# INPUT DATA

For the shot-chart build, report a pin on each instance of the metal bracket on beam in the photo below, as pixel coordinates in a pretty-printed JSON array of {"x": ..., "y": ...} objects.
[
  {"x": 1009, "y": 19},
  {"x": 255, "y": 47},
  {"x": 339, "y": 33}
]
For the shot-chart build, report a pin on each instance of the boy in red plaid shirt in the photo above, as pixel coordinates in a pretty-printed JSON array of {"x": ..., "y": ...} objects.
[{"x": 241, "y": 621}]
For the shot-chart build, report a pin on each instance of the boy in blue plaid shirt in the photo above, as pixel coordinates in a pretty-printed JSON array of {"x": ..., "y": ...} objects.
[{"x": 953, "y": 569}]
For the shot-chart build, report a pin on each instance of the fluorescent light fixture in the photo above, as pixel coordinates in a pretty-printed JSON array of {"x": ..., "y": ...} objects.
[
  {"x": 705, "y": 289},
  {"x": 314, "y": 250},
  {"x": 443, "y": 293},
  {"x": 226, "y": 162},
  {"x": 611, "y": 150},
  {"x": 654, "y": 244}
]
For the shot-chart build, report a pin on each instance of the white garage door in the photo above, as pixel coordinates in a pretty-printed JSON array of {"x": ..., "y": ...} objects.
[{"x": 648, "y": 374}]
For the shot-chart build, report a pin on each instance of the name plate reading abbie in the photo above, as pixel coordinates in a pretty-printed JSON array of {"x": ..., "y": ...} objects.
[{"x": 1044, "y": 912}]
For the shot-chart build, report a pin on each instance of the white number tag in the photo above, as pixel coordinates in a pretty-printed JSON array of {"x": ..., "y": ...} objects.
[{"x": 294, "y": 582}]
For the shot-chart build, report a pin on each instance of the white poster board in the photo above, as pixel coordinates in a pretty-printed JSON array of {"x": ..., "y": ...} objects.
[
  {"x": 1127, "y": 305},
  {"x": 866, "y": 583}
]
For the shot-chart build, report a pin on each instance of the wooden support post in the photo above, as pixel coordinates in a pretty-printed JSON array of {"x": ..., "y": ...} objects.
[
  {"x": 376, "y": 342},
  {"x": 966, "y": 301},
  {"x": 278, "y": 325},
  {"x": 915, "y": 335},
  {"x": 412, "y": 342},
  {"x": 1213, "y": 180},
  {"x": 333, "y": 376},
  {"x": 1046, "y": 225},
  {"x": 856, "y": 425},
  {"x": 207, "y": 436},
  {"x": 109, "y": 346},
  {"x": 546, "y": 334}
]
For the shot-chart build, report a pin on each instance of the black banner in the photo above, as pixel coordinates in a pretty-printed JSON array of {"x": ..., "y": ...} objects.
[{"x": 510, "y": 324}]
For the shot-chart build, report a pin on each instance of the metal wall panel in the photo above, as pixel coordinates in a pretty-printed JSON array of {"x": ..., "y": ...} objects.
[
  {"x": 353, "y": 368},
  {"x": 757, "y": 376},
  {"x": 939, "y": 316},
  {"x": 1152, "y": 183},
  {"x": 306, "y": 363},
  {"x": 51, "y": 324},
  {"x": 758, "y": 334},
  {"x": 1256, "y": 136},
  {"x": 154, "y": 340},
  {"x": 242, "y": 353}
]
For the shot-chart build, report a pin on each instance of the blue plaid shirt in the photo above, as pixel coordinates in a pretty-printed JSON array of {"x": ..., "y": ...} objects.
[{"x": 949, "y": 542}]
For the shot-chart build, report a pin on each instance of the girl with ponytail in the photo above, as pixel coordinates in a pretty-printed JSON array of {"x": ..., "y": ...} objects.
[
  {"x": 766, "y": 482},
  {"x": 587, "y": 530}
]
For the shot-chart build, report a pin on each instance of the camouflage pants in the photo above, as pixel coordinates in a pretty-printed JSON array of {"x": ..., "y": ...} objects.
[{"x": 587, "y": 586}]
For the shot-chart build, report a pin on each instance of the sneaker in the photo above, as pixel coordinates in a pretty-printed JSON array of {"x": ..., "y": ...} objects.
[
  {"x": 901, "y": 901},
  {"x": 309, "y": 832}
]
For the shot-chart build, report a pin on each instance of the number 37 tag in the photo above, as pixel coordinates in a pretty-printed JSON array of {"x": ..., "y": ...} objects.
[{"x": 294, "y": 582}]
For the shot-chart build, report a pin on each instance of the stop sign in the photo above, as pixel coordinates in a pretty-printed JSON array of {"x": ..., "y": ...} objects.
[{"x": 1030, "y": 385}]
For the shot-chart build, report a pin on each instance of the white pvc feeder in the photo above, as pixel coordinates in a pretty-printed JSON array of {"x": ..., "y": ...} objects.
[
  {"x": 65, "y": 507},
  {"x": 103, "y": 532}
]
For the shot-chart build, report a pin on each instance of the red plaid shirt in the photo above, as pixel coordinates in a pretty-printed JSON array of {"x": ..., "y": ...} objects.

# WORK ORDER
Please copy each record shown above exactly.

# WRITTEN REPLY
For the shot-chart build, report a pin on each instance of the metal bracket on beam in the photo below, as pixel coordinates in a pretty-printed JSON array of {"x": ..., "y": ...} objects.
[
  {"x": 1009, "y": 19},
  {"x": 255, "y": 47},
  {"x": 339, "y": 33}
]
For the shot-chart build, report a pin on each instance of the boy in red plaid shirt in the photo above, as pixel coordinates in a pretty-printed JSON array of {"x": ..., "y": ...} objects.
[{"x": 241, "y": 621}]
For the shot-chart build, report a pin on each instance of the boy in blue plaid shirt in the photo above, as pixel coordinates in a pretty-printed JSON array of {"x": ..., "y": ...} objects.
[{"x": 953, "y": 569}]
For the shot-chart build, report a pin on each instance of the fluorescent light fixture in the photo above, as pixel coordinates in a pretty-printed JSON array of {"x": ..., "y": ...} objects.
[
  {"x": 705, "y": 289},
  {"x": 314, "y": 250},
  {"x": 443, "y": 293},
  {"x": 226, "y": 162},
  {"x": 611, "y": 150},
  {"x": 654, "y": 244}
]
For the shot-chart build, report a pin on each instance of the white garage door in the photo above, as pixel coordinates in a pretty-printed JSON array of {"x": ..., "y": ...} objects.
[{"x": 648, "y": 374}]
For the shot-chart build, report a pin on each instance of the name plate reading abbie in the photo above, as pixel coordinates in a pretty-printed JSON array of {"x": ..., "y": ...} objects.
[{"x": 1044, "y": 912}]
For the shot-chart build, report a pin on each instance of the white number tag in the photo above, as pixel coordinates in a pretty-printed JSON array of {"x": ..., "y": ...} objects.
[{"x": 294, "y": 582}]
For the shot-chart build, report a pin on each instance of the white poster board in the photo above, as pixel coordinates in a pretty-printed JSON array of {"x": ..., "y": ...} objects.
[
  {"x": 1127, "y": 305},
  {"x": 866, "y": 583}
]
For the shot-chart build, report a pin on each instance of the wooden support post in the photo above, as pixel coordinates in a pretty-printed JSON array of {"x": ..., "y": ...} objects.
[
  {"x": 376, "y": 342},
  {"x": 966, "y": 301},
  {"x": 278, "y": 325},
  {"x": 915, "y": 335},
  {"x": 412, "y": 342},
  {"x": 1213, "y": 180},
  {"x": 333, "y": 376},
  {"x": 1046, "y": 225},
  {"x": 856, "y": 425},
  {"x": 207, "y": 436},
  {"x": 109, "y": 346},
  {"x": 546, "y": 334}
]
For the shot-chart build, report a pin on each instance of the black banner in the photo above, as pixel coordinates in a pretty-printed JSON array of {"x": ..., "y": ...} objects.
[{"x": 510, "y": 324}]
For the shot-chart build, report a pin on each instance of the metal wall panel in the photo above, as pixel coordinates in a pretty-printed JSON array of {"x": ..., "y": ...} objects.
[
  {"x": 353, "y": 368},
  {"x": 757, "y": 376},
  {"x": 939, "y": 316},
  {"x": 1152, "y": 183},
  {"x": 306, "y": 363},
  {"x": 51, "y": 324},
  {"x": 758, "y": 334},
  {"x": 1256, "y": 136},
  {"x": 154, "y": 340},
  {"x": 242, "y": 353}
]
For the shot-chart build, report a pin on each instance of the blue plaid shirt in the photo above, as pixel coordinates in a pretty-printed JSON array of {"x": ..., "y": ...} objects.
[{"x": 949, "y": 542}]
For the shot-chart build, report a pin on each instance of the girl with ponytail in the photo above, as pixel coordinates in a pretty-printed JSON array of {"x": ..., "y": ...} objects.
[
  {"x": 766, "y": 482},
  {"x": 587, "y": 530}
]
For the shot-chart build, report a pin on each instance of the camouflage pants in the photo above, as pixel coordinates in a pretty-printed JSON array of {"x": ..., "y": ...} objects.
[{"x": 587, "y": 586}]
For the shot-chart build, report a pin on each instance of the sneaker in the photo above, as pixel coordinates in a pretty-printed JSON array of {"x": ..., "y": ...} objects.
[
  {"x": 901, "y": 901},
  {"x": 309, "y": 832}
]
For the shot-chart build, report a pin on each instance of the number 37 tag in the photo above, as pixel coordinates in a pretty-printed JSON array of {"x": ..., "y": ...} objects.
[{"x": 294, "y": 582}]
For the shot-chart build, report a pin on each instance of the stop sign in the photo above, as pixel coordinates in a pretty-printed JSON array of {"x": ..., "y": ...} objects.
[{"x": 1030, "y": 385}]
For the shot-chart build, report a pin on each instance of the white pvc feeder in the photo above, as pixel coordinates in a pretty-printed JSON array of {"x": ..., "y": ...} objects.
[
  {"x": 65, "y": 507},
  {"x": 103, "y": 532}
]
For the shot-chart build, report a pin on each instance of the red plaid shirt in the photo above, as pixel coordinates in a pretty-printed JSON array of {"x": ..., "y": ...} objects.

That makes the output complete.